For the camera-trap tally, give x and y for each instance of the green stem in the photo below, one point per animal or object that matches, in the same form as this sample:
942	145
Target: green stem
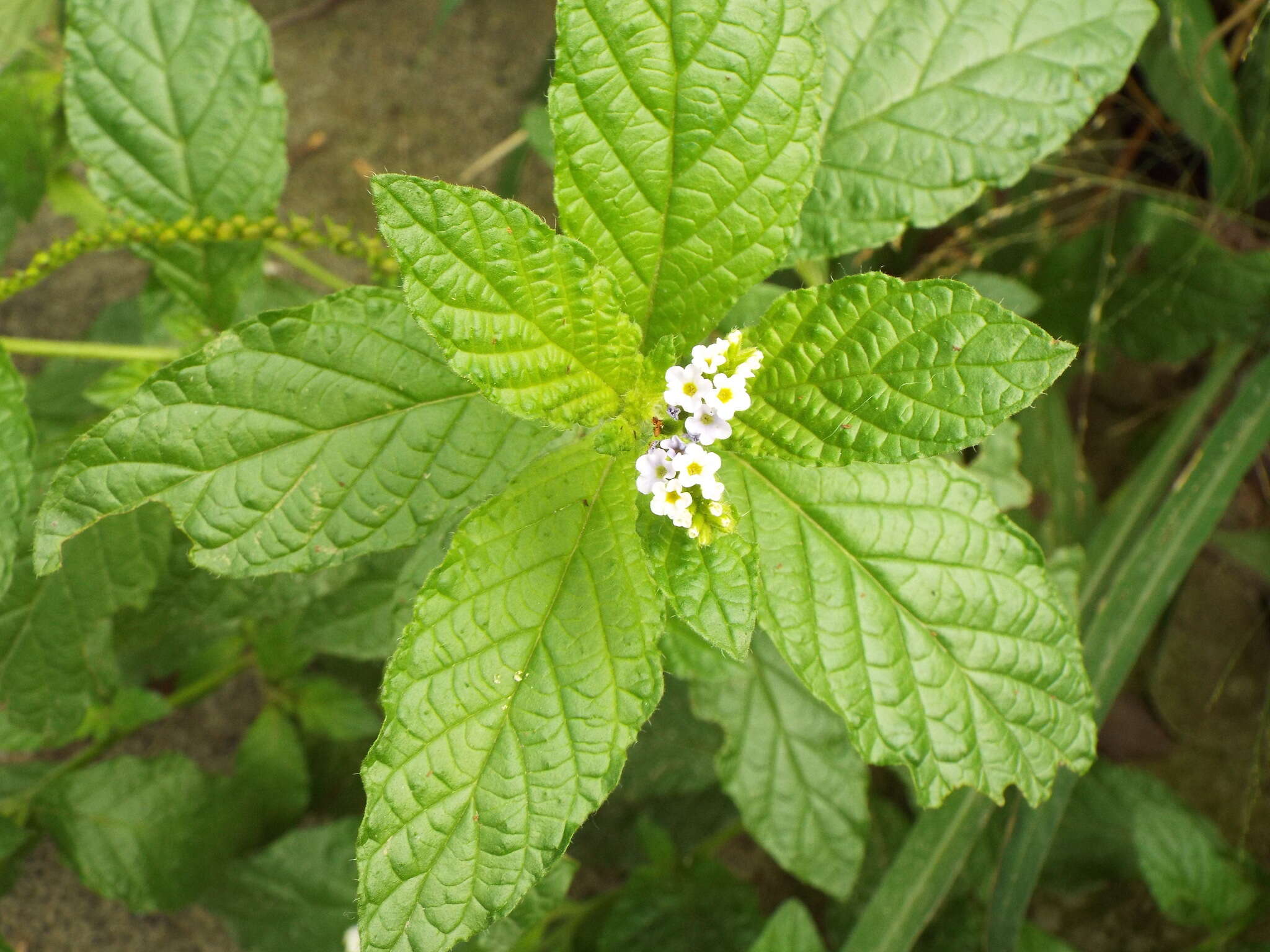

####

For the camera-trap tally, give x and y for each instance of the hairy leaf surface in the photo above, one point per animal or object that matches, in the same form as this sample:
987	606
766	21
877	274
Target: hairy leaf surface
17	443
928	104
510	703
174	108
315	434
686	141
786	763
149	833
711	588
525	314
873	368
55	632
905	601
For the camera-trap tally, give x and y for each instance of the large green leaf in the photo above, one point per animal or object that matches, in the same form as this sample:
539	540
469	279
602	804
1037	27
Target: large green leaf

####

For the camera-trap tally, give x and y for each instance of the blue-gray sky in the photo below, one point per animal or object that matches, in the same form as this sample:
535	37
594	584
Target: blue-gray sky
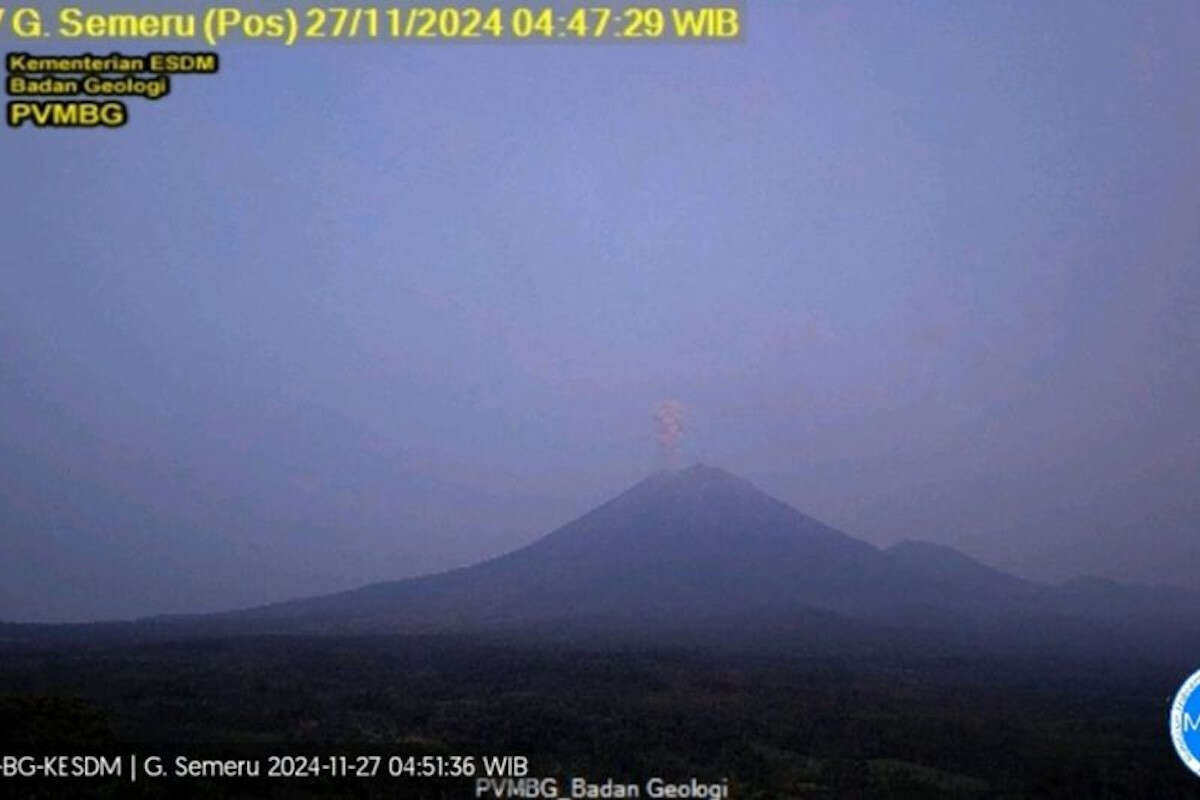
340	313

####

**What you will do**
Look above for the line with "of the green" and the line with "Target: green stem". Retype those two lines and every line between them exactly, adding nothing.

**Answer section**
For the camera-trap tally, give x and y for each instance of the green stem in the photo below, one point per animal or object that matches, in the same form as this sample:
942	145
Target: green stem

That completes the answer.